WHAT YOU ARE ASKED TO DO: Give every line from the start of the entries up to and including the line with "M 136 132 L" as a Markdown table with the columns Row and Text, skipping blank lines and leaving the pictures out.
Start of INPUT ROWS
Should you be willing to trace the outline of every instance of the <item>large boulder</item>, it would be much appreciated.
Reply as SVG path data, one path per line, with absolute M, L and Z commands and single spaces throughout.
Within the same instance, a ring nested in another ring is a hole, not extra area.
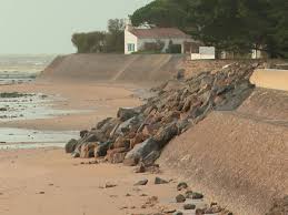
M 136 132 L 140 127 L 142 121 L 143 121 L 143 117 L 140 115 L 133 116 L 125 121 L 117 127 L 115 135 L 126 135 L 129 132 Z
M 81 140 L 81 142 L 106 142 L 107 137 L 99 130 L 91 130 L 86 136 Z
M 80 147 L 80 157 L 90 158 L 95 156 L 95 151 L 98 147 L 98 143 L 87 143 L 82 144 Z
M 119 136 L 119 137 L 117 137 L 116 142 L 113 143 L 113 147 L 115 149 L 119 149 L 119 147 L 129 149 L 130 147 L 130 140 L 126 139 L 123 136 Z
M 165 127 L 161 127 L 153 140 L 158 143 L 159 147 L 162 149 L 169 141 L 171 141 L 179 132 L 177 123 L 170 123 Z
M 78 144 L 79 142 L 77 140 L 70 140 L 64 146 L 66 153 L 73 153 Z
M 95 151 L 95 157 L 101 157 L 107 155 L 107 151 L 111 146 L 111 142 L 100 143 L 97 151 Z
M 145 164 L 145 166 L 151 166 L 159 157 L 160 151 L 152 151 L 146 157 L 142 158 L 142 163 Z
M 145 158 L 152 151 L 159 151 L 159 145 L 153 139 L 148 139 L 145 142 L 137 144 L 130 152 L 128 152 L 123 163 L 130 166 L 137 165 L 139 161 Z
M 118 164 L 123 162 L 126 154 L 127 154 L 126 147 L 108 150 L 106 158 L 108 162 L 112 164 Z
M 123 109 L 120 108 L 117 113 L 117 117 L 119 117 L 122 122 L 138 115 L 138 112 L 135 109 Z

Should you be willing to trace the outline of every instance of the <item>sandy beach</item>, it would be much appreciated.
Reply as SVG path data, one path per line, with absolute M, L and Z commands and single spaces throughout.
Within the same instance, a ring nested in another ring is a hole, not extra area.
M 139 99 L 131 96 L 131 90 L 121 85 L 36 82 L 0 86 L 0 90 L 59 94 L 66 100 L 56 101 L 54 109 L 79 111 L 52 119 L 2 122 L 1 127 L 53 131 L 90 129 L 99 120 L 113 116 L 119 106 L 141 104 Z M 63 149 L 0 151 L 0 161 L 1 215 L 152 213 L 161 208 L 141 208 L 149 197 L 157 195 L 168 203 L 176 191 L 173 183 L 155 186 L 156 175 L 136 174 L 133 168 L 123 165 L 81 165 L 89 160 L 72 160 Z M 148 178 L 151 185 L 143 188 L 133 186 L 142 178 Z M 107 183 L 117 186 L 100 188 Z
M 133 98 L 132 84 L 109 84 L 93 82 L 33 82 L 18 85 L 1 85 L 1 92 L 43 93 L 60 95 L 61 101 L 52 103 L 56 110 L 73 110 L 78 113 L 52 119 L 2 122 L 1 127 L 37 130 L 85 130 L 105 117 L 113 116 L 120 106 L 137 106 L 141 101 Z
M 112 215 L 157 213 L 173 201 L 177 184 L 155 185 L 156 176 L 132 167 L 81 164 L 61 149 L 0 152 L 1 215 Z M 92 161 L 92 160 L 90 160 Z M 133 186 L 148 178 L 147 186 Z M 102 188 L 107 184 L 116 185 Z M 155 206 L 141 208 L 149 197 Z M 169 204 L 171 206 L 171 204 Z

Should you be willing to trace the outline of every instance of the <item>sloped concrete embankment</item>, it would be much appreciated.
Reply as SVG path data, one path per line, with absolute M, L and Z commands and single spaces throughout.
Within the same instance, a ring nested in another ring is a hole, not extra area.
M 236 214 L 264 215 L 288 194 L 288 92 L 257 89 L 170 142 L 159 163 Z
M 171 79 L 183 59 L 170 54 L 70 54 L 56 58 L 39 80 L 160 82 Z
M 256 70 L 250 80 L 259 88 L 288 91 L 288 70 Z

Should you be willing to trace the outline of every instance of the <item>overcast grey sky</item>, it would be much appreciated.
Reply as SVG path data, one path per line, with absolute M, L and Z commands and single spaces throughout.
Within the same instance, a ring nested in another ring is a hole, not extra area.
M 106 30 L 151 0 L 0 0 L 0 53 L 70 53 L 73 32 Z

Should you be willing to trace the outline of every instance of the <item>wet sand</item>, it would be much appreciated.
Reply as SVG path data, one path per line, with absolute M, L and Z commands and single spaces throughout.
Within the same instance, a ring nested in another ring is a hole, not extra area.
M 1 122 L 1 127 L 71 131 L 85 130 L 107 116 L 115 116 L 120 106 L 136 106 L 141 101 L 132 96 L 133 85 L 116 85 L 93 82 L 34 82 L 19 85 L 1 85 L 0 92 L 43 93 L 58 95 L 63 101 L 53 102 L 56 110 L 72 110 L 52 119 Z

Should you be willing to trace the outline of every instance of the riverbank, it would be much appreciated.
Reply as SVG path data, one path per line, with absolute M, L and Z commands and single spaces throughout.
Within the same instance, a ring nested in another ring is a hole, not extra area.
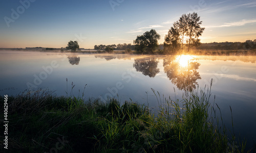
M 76 97 L 57 96 L 42 89 L 25 91 L 8 97 L 8 151 L 243 152 L 245 142 L 235 144 L 228 139 L 215 115 L 220 110 L 211 107 L 210 89 L 207 91 L 186 92 L 181 100 L 161 101 L 153 90 L 159 99 L 157 113 L 132 101 L 121 105 L 116 99 L 106 103 L 86 99 L 83 94 Z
End of INPUT ROWS
THE COMPLETED TASK:
| Row | Text |
|---|---|
| 1 | Should you be willing to trace the outline of every instance of the <item>large boulder</item>, it would be much appreciated. |
| 2 | Reply as SVG path data, one path per line, with absolute M, L and Z commands and single spaces throughout. |
| 3 | Within the same instance, a ring nested in another ring is a hole, not extra area. |
| 4 | M 136 132 L 140 127 L 142 121 L 143 121 L 143 117 L 140 115 L 133 116 L 125 121 L 117 127 L 115 135 L 126 135 L 129 132 Z |